PROBLEM TO SOLVE: Write out the listing below from the line containing "For the benchmark, provide one point per instance of the raised" to its last line, unaltered, ends included.

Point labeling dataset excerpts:
——————

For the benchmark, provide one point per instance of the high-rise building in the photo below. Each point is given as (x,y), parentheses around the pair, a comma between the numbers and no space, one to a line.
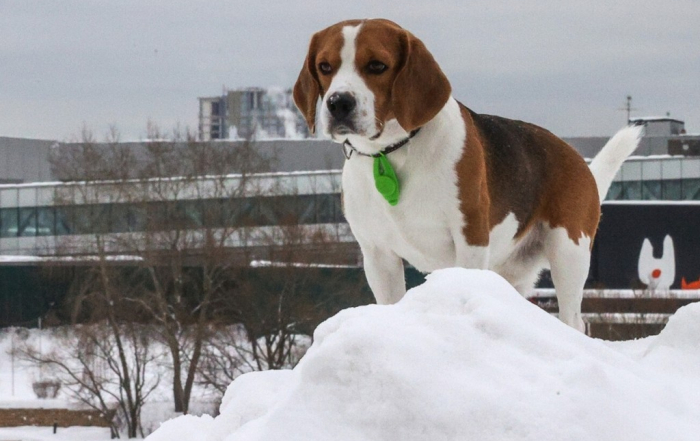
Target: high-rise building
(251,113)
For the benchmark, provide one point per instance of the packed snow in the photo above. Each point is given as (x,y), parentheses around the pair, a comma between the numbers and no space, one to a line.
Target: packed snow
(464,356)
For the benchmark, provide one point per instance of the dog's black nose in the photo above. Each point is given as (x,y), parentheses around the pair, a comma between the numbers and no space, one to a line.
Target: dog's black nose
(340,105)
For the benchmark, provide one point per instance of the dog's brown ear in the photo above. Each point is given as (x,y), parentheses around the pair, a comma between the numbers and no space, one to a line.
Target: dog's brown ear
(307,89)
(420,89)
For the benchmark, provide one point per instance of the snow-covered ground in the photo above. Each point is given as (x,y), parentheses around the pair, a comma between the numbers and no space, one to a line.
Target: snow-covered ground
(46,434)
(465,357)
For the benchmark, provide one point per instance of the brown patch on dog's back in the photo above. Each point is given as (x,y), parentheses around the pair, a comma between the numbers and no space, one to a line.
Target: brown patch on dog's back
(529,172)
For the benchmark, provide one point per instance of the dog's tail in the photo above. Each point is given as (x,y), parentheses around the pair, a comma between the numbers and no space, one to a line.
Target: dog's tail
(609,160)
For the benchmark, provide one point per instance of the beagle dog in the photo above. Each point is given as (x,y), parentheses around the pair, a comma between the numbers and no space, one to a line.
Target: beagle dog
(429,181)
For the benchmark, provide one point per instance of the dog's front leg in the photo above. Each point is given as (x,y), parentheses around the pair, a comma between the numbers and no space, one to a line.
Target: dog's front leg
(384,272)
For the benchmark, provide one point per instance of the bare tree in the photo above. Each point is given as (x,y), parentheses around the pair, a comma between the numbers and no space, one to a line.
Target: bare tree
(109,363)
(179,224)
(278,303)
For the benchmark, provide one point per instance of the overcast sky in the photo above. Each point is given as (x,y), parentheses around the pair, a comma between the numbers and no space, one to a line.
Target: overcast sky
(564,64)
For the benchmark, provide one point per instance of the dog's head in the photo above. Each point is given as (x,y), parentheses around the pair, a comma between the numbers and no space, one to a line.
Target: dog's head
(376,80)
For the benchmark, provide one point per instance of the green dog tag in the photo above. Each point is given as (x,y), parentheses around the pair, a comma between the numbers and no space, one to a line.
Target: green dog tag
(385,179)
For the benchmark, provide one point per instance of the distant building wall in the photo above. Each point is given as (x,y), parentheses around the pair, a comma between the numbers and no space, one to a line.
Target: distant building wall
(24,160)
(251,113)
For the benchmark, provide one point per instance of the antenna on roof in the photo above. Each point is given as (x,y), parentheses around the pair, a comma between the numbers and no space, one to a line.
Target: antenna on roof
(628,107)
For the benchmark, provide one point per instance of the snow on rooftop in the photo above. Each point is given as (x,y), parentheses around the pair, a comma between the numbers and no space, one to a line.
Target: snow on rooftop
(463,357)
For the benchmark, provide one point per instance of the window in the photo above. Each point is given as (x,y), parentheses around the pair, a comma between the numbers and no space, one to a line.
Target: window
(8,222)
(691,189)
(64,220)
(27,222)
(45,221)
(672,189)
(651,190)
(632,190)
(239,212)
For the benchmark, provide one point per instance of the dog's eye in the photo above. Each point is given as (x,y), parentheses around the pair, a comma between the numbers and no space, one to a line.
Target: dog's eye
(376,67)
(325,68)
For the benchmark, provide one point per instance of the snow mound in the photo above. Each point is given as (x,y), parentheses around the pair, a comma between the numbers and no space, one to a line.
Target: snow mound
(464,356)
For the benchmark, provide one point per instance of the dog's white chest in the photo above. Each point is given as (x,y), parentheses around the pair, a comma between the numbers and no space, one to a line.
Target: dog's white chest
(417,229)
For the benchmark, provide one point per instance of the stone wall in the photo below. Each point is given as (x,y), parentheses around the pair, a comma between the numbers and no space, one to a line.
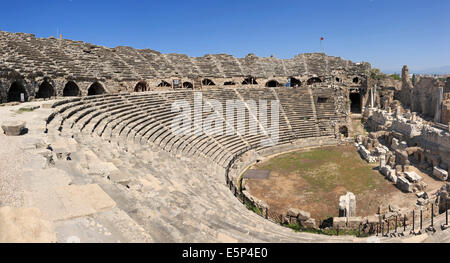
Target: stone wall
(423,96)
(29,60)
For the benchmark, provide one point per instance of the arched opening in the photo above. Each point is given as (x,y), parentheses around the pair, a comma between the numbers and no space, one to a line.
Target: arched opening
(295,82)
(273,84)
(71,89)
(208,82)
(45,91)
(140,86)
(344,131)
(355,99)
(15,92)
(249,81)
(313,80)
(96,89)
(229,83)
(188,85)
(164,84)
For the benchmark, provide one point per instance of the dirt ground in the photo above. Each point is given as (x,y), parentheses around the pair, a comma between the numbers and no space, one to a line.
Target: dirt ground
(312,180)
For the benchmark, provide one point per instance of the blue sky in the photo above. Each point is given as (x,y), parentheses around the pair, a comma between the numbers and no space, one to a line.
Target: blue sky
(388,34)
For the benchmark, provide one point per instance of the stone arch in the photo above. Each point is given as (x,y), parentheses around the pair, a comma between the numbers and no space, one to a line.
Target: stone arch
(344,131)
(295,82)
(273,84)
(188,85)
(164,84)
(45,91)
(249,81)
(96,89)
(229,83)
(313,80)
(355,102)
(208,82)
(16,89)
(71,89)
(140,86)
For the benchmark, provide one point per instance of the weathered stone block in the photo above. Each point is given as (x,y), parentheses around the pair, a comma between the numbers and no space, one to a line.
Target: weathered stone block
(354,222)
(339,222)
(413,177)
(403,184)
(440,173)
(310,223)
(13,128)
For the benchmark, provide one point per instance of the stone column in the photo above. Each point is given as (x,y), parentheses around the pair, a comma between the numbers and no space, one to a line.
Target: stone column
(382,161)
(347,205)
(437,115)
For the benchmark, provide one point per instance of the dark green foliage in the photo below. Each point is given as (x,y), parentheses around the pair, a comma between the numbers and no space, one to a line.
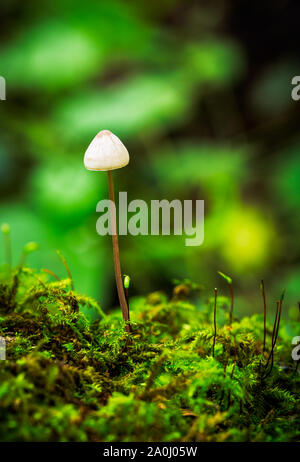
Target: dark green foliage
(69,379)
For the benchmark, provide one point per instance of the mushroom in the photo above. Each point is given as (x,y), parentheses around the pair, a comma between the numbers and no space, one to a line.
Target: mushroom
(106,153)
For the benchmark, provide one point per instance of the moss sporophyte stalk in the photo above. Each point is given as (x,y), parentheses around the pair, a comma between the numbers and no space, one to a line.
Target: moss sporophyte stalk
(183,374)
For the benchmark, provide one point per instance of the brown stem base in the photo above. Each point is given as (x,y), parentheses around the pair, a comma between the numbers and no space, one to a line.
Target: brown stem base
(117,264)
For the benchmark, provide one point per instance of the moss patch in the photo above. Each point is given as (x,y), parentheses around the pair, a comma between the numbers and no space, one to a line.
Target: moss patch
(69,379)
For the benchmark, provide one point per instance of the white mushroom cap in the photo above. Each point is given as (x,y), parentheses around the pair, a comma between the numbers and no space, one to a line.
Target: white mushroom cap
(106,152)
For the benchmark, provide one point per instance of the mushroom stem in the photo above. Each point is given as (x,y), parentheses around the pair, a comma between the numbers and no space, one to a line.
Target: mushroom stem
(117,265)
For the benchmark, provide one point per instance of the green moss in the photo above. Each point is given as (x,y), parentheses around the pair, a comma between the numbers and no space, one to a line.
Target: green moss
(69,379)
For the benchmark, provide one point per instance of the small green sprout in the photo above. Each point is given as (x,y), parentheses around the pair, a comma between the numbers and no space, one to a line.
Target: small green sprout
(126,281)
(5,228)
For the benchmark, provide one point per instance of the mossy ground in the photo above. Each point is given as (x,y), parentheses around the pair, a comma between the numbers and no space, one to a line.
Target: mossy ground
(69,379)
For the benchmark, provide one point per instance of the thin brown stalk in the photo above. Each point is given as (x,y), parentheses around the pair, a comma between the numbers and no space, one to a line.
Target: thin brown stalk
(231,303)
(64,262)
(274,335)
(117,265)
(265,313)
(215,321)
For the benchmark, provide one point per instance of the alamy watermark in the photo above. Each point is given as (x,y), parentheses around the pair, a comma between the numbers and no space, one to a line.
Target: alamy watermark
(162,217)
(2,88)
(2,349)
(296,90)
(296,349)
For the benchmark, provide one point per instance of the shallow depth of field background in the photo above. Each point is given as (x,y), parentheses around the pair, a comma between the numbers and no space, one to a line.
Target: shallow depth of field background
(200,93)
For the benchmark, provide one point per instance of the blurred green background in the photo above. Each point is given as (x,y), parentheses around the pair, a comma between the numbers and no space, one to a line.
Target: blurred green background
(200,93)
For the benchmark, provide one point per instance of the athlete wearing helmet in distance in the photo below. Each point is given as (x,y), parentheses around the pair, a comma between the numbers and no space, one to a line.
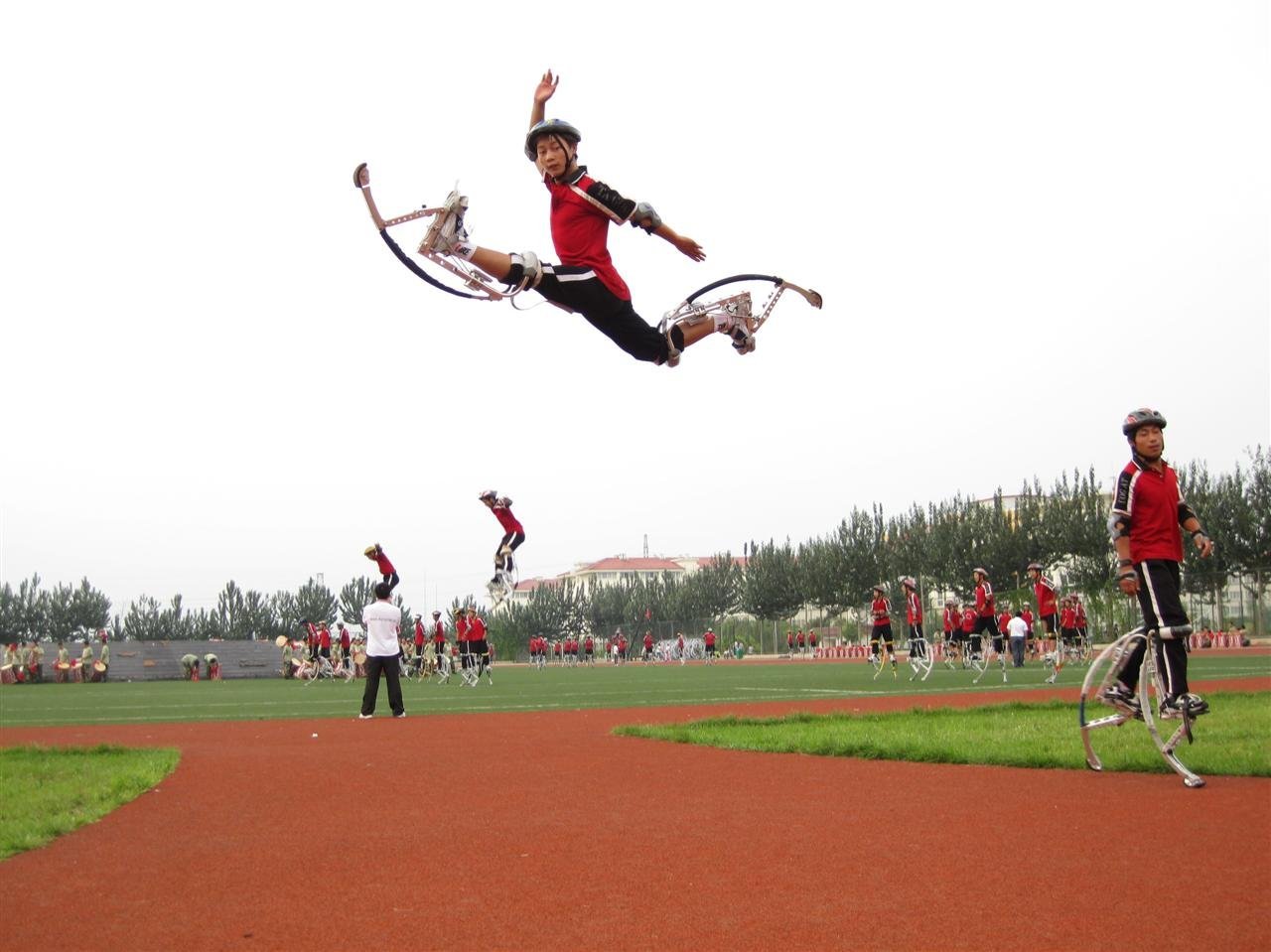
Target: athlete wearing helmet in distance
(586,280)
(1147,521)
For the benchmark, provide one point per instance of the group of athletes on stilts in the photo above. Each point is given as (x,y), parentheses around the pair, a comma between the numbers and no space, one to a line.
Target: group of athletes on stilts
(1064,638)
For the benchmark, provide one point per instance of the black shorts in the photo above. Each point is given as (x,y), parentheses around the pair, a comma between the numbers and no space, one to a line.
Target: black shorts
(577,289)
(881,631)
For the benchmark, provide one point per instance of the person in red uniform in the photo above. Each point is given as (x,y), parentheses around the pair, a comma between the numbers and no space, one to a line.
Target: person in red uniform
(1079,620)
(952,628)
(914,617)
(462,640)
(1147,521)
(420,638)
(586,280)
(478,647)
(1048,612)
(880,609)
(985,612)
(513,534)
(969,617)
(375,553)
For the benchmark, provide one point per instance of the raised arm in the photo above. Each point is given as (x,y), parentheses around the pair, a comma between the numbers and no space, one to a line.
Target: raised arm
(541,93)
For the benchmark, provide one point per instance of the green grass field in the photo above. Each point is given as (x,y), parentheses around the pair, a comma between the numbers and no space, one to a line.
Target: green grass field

——————

TASK OUTPUT:
For the benchmark, provide one point per instance of the raised arm in the photo above. Each point is given as (x,y), parentheses around the pair, a comma between the numbers and no space, one to a line.
Target: raised arm
(541,93)
For the benchmark, provide one point per instance of the green grass field in the photo above. Each point is given as (x,y), parentheses around the pair, a comma between the numbers and no space, one to a line.
Target: green grass field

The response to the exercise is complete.